Tally the lines in the data below that contain the string "cottage", with case taken into account, and give only the number.

Items drawn from a data source
========
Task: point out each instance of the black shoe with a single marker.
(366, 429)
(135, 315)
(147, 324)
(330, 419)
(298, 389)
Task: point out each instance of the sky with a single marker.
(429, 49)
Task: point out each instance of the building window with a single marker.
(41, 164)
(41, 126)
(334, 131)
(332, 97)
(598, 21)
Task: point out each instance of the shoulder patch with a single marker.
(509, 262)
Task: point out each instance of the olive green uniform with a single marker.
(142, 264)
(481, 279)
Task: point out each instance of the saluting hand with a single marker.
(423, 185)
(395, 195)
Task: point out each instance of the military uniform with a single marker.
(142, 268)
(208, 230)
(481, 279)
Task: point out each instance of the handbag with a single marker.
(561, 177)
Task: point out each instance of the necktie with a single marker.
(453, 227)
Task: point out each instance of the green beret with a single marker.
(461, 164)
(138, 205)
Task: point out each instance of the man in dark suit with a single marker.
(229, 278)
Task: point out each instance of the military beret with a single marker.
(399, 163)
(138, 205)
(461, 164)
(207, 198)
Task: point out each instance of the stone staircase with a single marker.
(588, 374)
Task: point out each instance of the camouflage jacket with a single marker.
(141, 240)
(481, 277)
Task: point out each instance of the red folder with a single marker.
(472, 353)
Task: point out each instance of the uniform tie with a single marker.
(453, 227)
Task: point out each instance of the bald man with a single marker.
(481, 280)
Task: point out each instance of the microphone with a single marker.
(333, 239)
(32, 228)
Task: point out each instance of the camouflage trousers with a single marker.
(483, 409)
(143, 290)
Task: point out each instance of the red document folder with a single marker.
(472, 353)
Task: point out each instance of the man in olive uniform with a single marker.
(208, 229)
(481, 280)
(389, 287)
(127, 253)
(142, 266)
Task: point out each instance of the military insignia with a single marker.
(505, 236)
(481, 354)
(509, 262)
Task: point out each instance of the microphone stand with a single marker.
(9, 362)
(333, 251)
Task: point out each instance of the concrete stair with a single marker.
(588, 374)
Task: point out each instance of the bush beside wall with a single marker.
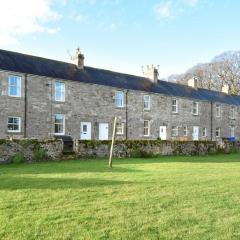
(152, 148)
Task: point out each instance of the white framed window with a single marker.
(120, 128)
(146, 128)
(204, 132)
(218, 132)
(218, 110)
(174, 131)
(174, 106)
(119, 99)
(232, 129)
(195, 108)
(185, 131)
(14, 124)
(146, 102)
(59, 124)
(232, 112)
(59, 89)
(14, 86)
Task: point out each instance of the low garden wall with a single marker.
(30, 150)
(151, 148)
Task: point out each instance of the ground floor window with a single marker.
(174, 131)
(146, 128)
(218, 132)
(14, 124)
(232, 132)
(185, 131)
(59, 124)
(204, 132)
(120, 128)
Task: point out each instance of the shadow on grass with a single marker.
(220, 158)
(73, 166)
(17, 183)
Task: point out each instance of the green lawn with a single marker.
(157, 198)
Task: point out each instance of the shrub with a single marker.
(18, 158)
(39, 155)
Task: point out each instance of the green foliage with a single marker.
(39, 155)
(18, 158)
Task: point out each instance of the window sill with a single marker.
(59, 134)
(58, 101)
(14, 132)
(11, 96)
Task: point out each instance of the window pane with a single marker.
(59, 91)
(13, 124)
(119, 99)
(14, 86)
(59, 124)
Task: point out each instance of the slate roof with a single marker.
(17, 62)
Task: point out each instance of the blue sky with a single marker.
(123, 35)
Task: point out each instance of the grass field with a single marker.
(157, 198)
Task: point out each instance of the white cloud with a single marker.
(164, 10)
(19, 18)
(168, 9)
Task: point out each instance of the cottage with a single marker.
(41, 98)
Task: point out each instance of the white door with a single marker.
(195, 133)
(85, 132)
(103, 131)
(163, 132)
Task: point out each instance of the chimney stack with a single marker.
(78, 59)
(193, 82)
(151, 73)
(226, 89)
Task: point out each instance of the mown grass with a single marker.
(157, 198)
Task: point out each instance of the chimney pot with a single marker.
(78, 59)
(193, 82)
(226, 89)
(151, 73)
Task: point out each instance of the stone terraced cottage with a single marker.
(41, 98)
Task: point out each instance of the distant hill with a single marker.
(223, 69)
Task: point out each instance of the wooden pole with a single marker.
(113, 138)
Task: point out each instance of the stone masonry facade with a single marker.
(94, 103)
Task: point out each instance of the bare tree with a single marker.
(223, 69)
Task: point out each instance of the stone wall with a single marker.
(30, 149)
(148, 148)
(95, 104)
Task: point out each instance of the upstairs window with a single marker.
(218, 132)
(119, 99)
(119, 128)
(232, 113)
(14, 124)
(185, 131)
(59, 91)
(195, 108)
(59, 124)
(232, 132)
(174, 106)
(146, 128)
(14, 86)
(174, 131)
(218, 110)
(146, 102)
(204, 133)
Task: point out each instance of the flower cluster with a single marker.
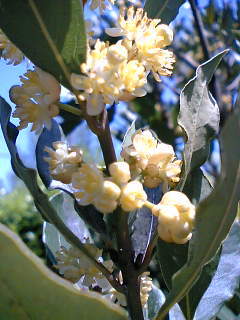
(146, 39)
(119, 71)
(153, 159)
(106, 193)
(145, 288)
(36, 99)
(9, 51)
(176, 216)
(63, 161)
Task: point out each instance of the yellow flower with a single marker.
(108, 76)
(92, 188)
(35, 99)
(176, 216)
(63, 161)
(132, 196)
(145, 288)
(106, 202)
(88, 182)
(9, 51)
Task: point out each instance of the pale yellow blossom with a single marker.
========
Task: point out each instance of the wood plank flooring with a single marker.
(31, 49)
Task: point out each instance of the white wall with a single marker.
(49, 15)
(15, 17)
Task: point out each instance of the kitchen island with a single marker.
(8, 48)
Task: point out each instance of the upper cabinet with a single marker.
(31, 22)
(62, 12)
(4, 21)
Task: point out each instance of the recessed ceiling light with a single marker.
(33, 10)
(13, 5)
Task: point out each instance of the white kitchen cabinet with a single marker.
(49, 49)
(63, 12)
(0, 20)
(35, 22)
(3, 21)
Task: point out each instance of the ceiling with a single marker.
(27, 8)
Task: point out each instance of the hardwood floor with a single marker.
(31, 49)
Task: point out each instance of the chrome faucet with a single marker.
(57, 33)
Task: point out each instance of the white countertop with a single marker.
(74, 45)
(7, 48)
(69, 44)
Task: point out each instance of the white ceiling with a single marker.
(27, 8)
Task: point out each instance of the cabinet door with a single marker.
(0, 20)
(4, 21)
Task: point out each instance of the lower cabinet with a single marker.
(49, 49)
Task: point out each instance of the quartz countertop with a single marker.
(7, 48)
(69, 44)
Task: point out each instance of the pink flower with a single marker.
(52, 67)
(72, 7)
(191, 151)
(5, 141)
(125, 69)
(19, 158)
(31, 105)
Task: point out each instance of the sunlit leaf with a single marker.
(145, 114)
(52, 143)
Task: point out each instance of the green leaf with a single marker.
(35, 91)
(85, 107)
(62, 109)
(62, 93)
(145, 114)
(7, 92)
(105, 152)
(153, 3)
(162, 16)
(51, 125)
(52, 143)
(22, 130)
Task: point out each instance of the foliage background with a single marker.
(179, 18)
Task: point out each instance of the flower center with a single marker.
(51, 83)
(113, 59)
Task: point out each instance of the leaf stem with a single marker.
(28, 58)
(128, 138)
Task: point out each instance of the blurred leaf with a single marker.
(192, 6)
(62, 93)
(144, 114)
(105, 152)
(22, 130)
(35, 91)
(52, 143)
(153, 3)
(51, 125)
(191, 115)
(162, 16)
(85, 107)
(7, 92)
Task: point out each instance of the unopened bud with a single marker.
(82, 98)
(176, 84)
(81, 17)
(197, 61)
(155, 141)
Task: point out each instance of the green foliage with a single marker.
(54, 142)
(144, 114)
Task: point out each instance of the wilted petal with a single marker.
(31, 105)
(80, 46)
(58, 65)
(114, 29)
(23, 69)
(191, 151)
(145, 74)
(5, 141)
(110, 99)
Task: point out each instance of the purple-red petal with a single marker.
========
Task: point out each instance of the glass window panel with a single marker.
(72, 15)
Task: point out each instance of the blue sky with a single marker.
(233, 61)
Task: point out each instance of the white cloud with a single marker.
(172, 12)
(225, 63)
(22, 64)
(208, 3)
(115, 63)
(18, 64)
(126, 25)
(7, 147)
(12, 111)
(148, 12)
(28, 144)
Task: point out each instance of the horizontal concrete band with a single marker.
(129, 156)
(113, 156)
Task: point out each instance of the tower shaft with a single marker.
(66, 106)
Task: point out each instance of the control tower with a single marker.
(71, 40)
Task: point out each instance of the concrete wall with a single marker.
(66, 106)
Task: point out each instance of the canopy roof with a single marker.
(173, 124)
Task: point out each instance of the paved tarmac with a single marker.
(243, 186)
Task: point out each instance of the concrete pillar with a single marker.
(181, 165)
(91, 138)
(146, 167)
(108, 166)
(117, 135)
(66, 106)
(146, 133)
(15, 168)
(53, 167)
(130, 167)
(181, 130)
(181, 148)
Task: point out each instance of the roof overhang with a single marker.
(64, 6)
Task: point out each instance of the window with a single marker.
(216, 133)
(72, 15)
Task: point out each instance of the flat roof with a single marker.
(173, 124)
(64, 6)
========
* **CORRECT ANSWER**: 2